[The tasks]
[A] Output the passage of the axis sorting variables notebook from "Users can also" to "in one call.", unchanged.
[B] How would you carry on the axis sorting variables notebook from the point where it stops?

[Source excerpt]
┌────────

Setting Axis Sorting Variables#
Hive plots require sorting variables to dictate how the nodes should be placed onto each axis.
When instantiating a new HivePlot object, users must therefore provide the sorting_variables parameter, with value(s) corresponding to a column name in the provided node data.
Users can also modify one or more existing HivePlot axes’ sorting variables by calling the HivePlot.update_sorting_variables() method.
This notebook demonstrates these two ways of setting / modifying the sorting variables with the HivePlot class, including how to set / modify the sorting variables for all axes in one call as well as only a subset of axes in one call.
[1]:
import matplotlib as mpl
import matplotlib.pyplot as plt
from hiveplotlib import HivePlot
from hiveplotlib.datasets import example_hive_plot
We will base this discussion on the following toy hive plot:
[2]:
hp = example_hive_plot()
# point node color to node data column name
node_kwargs = {
"c": "low", # setting the color as the node dataframe column name
"cmap": "viridis",
"vmin": 0, # keep the min color the same for all nodes
"vmax": 10, # keep the max color the same for all nodes
"s": 100, # larger nodes so we can see the color better
"edgecolor": "black",
}
fig, ax = hp.plot(node_kwargs=node_kwargs)

└────────

[Dataset content]
┌────────

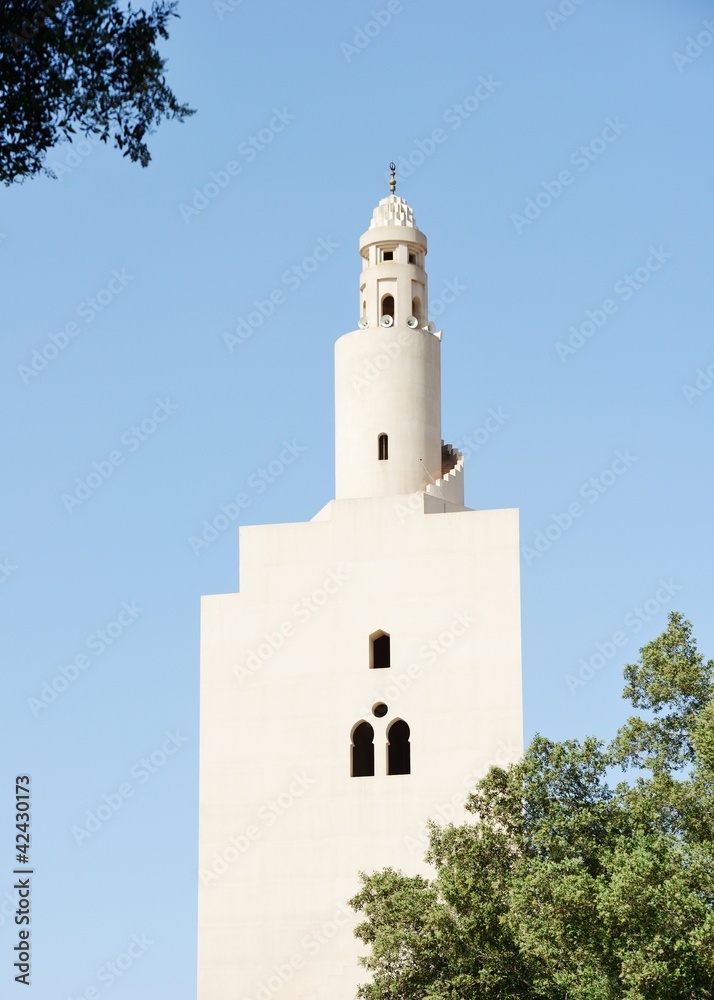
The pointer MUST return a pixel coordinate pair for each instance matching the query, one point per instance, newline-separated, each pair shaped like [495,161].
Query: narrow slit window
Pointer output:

└────────

[Response list]
[A]
Users can also modify one or more existing HivePlot axes’ sorting variables by calling the HivePlot.update_sorting_variables() method.
This notebook demonstrates these two ways of setting / modifying the sorting variables with the HivePlot class, including how to set / modify the sorting variables for all axes in one call as well as only a subset of axes in one call.

[B]
# add custom colorbar to plot
fig.colorbar(
mpl.cm.ScalarMappable(
norm=mpl.colors.Normalize(
node_kwargs["vmin"],
node_kwargs["vmax"],
),
cmap=node_kwargs["cmap"],
),
ax=ax,
shrink=0.7,
label="Node Variable 'low'",
)
ax.set_title(
"Example Hive Plot\nColoring Nodes Based on Each Node's 'low' Variable",
)
plt.show()
Before we discuss modifying how we sort nodes, let’s discuss why the above example has the color patterns from the placement of nodes on each axis.
First, let’s note the underlying node data for this example:
[3]:
hp.nodes.data
[3]:
| unique_id | low | med | high | partition_0 | |
|---|---|---|---|---|---|
| 0 | 0 | 6.363247 | 14.795079 | 23.193620 | B |
| 1 | 1 | 2.695169 | 12.321405 | 21.873202 | A |
| 2 | 2 | 0.409326 | 18.010787 | 26.718541 | A |
| 3 | 3 | 0.165111 | 19.226066 | 21.949123 | A |
| 4 | 4 | 8.124570 | 12.658641 | 25.771102 | C |
| ... | ... | ... | ... | ... | ... |
| 95 | 95 | 9.562530 | 15.708242 | 25.857141 | C |
| 96 | 96 | 1.486152 | 10.064025 | 21.225680 | A |
| 97 | 97 | 9.716562 | 17.718766 | 29.328351 | C |
| 98 | 98 | 8.890456 | 19.772874 | 26.833664 | C |
| 99 | 99 | 8.215515 | 15.892802 | 28.229576 | C |
100 rows × 5 columns
This hive plot both partitioned nodes onto the axes and sorted the nodes on each axis using the low variable.
(For more on the partition variable, see the Setting a Partition Variable page).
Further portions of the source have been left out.